Passage »

How do I love thee…….extra maritally?  Let me count the ways.

What many people caught in an extra marital affair do not realize is that the ‘love’ they are experiencing is not real.  It’s a self-contrived illusion of love.  Let me count the ways.

One… Extra marital love is intentionally created in an unrealistic world, that is essentially free from conflict and deliberately protected from the cares of normal living.   Two….This love is time spent together in a fantasy where only maximum enjoyment is pursued and cultivated.   Three…The extravagant passion and admiration shared within the strict confines of adulterous love blinds the participants to the downside of the relationship.  Four…So intoxicating is this infatuated romance that time and again lovers will risk their family and everything they’ve invested within their marriage, to enjoy another momentary high; the craving for this experience is so intense that objective reality doesn’t stand a chance. Five…Need I count on?

What you need to do »
**a.** How would you render this sentence from the passage on extramarital love above in Spanish: "It’s a self-contrived illusion of love."
**b.** Reproduce the stretch of the passage on extramarital love above from "What many people" through "love.  Let me count the ways.".

Data supplied »
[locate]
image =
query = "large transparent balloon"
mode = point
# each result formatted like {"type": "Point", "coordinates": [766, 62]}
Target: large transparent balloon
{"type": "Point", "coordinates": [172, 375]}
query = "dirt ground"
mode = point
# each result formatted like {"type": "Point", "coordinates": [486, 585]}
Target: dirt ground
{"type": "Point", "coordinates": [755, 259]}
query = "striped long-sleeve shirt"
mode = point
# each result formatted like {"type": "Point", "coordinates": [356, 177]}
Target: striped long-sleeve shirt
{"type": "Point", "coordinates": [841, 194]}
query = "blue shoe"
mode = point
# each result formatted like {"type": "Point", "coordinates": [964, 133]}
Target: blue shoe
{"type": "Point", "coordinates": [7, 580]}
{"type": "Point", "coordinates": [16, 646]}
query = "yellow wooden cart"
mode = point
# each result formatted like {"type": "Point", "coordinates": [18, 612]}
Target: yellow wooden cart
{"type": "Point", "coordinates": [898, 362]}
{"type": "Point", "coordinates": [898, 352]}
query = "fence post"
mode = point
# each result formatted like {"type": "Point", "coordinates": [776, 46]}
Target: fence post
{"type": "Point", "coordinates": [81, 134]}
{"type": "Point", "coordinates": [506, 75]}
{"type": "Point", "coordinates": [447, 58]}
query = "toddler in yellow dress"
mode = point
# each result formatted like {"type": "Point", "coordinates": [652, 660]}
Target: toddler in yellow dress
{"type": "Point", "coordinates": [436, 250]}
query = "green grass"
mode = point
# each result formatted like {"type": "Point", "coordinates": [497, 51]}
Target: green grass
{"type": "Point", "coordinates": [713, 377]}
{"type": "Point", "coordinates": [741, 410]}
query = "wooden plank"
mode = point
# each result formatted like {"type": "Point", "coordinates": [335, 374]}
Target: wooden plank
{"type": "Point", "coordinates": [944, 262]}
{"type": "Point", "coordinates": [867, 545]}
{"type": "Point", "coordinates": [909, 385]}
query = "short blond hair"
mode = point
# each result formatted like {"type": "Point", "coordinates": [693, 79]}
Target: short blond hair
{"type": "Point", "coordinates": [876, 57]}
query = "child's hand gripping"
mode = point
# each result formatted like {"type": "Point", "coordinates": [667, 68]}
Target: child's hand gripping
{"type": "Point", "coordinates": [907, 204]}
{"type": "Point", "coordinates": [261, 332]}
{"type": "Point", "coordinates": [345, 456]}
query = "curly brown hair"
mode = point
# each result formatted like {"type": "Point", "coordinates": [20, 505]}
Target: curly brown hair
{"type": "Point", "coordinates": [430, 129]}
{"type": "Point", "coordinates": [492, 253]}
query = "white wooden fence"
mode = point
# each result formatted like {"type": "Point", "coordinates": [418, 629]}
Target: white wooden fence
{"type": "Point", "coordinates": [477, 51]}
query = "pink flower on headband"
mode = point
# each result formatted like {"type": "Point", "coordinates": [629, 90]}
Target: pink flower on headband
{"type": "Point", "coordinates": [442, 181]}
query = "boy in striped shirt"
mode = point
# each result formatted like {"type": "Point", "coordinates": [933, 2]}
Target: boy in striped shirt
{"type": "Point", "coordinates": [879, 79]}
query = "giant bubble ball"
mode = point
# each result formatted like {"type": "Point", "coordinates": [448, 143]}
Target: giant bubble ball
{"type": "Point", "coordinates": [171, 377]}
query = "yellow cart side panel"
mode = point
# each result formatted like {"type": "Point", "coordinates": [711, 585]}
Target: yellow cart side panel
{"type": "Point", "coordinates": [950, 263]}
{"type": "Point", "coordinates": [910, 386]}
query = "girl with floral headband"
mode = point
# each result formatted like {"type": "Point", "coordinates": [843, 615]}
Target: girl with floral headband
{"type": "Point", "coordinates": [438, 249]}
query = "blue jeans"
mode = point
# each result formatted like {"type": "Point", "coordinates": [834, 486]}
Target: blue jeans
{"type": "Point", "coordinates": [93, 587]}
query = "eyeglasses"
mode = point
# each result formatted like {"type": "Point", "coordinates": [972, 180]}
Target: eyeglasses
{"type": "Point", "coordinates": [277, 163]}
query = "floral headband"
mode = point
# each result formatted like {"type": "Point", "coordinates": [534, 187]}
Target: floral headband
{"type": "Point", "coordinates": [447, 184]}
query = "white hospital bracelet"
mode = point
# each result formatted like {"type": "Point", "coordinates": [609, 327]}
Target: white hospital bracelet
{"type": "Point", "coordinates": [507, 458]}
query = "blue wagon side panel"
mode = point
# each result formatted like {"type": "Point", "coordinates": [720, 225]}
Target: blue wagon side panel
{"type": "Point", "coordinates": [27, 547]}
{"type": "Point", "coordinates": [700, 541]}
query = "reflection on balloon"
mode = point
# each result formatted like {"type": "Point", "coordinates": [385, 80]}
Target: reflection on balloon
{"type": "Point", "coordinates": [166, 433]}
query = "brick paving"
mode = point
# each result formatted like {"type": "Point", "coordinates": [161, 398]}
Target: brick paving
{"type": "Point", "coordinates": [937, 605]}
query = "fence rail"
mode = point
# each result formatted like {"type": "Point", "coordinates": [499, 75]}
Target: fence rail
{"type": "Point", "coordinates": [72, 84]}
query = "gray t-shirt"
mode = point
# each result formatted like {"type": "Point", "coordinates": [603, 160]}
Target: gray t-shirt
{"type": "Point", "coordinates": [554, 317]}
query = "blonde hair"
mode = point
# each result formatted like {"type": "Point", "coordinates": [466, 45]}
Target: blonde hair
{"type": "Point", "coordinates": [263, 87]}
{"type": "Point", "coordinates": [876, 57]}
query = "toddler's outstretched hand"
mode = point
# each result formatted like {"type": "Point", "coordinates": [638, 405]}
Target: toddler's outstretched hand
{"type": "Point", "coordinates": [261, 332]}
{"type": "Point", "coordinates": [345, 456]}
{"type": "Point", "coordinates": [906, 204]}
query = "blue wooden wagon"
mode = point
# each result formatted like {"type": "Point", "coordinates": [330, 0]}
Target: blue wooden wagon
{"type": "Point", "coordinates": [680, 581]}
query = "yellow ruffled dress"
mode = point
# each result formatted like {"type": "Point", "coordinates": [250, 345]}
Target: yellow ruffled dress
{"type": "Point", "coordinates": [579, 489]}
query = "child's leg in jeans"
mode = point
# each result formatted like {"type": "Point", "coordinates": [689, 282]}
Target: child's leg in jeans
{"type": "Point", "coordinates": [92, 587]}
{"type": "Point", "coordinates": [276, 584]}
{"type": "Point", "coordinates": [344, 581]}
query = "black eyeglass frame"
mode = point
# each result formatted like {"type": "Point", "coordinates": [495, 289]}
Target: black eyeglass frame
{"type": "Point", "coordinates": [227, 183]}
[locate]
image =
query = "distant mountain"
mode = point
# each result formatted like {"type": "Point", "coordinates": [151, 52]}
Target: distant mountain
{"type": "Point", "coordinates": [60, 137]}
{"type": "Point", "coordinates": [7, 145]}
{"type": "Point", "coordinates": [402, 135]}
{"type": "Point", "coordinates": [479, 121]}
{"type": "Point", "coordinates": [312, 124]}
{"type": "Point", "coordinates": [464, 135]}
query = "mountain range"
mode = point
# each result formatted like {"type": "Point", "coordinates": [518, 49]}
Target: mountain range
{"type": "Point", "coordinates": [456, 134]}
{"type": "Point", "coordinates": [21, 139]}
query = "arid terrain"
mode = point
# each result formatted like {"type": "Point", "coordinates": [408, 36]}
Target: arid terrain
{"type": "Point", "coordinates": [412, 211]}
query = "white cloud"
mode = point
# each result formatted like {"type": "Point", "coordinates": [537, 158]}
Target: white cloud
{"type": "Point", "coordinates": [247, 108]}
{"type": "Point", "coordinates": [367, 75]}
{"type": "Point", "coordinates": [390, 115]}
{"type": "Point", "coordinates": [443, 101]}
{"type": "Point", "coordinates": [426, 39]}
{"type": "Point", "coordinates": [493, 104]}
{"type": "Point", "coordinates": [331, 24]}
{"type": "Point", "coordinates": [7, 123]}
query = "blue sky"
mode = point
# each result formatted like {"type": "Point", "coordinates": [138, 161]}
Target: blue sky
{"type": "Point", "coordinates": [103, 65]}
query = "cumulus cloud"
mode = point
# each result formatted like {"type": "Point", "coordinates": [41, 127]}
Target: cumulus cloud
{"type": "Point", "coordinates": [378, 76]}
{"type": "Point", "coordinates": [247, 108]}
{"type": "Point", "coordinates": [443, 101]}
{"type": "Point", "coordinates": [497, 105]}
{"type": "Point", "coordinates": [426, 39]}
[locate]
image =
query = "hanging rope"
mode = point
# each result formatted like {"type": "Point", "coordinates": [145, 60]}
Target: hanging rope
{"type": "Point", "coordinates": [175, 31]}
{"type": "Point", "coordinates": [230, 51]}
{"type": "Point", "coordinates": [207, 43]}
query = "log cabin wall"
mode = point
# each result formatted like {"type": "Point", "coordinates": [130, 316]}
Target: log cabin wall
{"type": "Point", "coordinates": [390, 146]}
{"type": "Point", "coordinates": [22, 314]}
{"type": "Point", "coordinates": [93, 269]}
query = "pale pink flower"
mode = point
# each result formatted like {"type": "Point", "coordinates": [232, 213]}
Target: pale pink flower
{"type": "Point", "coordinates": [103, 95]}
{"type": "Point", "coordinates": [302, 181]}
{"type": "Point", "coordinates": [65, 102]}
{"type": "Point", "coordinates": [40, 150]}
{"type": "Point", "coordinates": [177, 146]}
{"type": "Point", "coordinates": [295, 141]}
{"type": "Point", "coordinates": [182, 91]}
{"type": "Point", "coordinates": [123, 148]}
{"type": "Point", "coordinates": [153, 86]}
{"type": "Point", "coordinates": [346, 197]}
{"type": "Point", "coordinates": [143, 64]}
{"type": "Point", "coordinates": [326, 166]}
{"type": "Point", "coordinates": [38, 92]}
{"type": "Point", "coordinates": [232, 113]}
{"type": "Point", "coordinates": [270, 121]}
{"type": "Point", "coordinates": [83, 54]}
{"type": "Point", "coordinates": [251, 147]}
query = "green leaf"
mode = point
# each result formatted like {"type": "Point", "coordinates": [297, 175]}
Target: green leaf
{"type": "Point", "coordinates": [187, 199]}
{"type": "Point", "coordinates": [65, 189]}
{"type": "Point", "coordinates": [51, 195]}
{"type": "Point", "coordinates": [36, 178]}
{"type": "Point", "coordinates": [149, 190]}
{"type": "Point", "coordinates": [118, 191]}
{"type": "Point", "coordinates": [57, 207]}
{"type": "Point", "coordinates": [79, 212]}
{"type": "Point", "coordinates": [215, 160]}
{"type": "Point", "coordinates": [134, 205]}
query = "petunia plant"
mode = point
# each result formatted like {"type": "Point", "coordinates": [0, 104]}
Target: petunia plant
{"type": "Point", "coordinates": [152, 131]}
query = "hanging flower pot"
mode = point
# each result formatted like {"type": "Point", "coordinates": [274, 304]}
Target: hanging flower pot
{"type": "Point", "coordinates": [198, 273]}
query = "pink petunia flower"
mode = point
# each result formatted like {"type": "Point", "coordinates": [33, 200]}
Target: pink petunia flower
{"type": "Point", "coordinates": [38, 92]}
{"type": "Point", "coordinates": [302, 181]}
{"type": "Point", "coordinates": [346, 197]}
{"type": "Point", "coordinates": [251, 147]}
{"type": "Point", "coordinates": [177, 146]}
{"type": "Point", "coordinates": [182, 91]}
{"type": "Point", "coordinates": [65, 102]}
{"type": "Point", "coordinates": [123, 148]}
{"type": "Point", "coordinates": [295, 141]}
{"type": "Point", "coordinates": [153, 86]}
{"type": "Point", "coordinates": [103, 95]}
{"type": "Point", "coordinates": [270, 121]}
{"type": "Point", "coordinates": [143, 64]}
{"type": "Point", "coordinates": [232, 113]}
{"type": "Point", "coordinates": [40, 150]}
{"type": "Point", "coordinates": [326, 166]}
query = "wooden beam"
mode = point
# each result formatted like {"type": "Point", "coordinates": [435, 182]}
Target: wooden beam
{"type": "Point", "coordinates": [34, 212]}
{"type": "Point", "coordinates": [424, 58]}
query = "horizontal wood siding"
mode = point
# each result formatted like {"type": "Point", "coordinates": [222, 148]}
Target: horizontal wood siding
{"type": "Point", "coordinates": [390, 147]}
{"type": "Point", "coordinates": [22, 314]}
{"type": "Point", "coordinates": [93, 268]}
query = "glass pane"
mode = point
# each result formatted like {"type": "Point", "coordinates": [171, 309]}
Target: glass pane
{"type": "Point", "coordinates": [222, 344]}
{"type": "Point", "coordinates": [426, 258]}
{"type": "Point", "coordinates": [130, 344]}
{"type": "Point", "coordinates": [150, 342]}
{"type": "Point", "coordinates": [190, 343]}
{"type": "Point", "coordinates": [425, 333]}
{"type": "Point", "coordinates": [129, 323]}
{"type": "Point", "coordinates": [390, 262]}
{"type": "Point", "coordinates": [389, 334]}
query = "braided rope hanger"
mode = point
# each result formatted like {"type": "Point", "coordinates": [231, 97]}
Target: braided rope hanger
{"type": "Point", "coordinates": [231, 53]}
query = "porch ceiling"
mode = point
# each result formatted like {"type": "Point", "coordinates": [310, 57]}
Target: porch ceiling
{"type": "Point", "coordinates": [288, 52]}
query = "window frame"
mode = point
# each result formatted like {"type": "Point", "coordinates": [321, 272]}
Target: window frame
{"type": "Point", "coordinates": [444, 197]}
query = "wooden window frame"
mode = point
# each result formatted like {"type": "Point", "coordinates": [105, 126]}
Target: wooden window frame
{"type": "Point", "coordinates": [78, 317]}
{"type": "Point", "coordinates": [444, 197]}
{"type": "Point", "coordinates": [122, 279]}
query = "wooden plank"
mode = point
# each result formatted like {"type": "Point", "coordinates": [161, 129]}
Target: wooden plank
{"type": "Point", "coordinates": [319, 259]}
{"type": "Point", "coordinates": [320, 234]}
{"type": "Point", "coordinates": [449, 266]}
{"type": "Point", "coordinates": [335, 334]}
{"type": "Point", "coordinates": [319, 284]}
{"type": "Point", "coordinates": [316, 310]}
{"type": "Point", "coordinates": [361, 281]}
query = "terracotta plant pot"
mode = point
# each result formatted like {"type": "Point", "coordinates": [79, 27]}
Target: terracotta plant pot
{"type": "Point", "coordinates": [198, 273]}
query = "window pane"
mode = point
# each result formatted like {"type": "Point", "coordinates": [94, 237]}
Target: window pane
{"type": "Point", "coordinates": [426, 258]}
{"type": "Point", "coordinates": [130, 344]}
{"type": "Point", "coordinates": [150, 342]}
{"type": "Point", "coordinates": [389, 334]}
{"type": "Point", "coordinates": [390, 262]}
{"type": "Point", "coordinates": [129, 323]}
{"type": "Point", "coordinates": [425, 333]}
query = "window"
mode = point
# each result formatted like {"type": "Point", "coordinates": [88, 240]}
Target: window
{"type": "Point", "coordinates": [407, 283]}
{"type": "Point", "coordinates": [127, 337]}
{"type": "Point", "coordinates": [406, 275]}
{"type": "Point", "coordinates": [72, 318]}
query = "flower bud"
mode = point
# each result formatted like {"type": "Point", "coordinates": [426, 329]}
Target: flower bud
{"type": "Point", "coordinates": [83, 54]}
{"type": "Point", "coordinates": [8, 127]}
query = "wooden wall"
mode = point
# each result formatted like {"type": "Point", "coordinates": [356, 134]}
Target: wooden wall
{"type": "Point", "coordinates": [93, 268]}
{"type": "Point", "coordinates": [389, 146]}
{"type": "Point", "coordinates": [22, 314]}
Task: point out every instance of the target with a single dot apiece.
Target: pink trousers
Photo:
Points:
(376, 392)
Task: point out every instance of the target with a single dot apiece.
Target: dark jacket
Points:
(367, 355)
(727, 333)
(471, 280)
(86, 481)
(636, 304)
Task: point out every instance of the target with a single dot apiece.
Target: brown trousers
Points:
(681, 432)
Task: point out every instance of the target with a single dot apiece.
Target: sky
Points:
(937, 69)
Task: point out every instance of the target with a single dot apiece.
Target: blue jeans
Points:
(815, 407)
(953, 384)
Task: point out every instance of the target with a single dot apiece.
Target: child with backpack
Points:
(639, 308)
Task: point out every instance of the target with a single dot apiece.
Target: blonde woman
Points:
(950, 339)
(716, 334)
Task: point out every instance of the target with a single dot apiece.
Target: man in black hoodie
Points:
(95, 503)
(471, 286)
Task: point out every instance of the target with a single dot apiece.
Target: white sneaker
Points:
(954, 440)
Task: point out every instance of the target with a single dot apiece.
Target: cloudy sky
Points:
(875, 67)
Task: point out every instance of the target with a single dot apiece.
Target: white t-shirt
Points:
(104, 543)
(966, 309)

The responses »
**a.** Es una ilusión de amor creada por uno mismo.

**b.**
What many people caught in an extra marital affair do not realize is that the ‘love’ they are experiencing is not real.  It’s a self-contrived illusion of love.  Let me count the ways.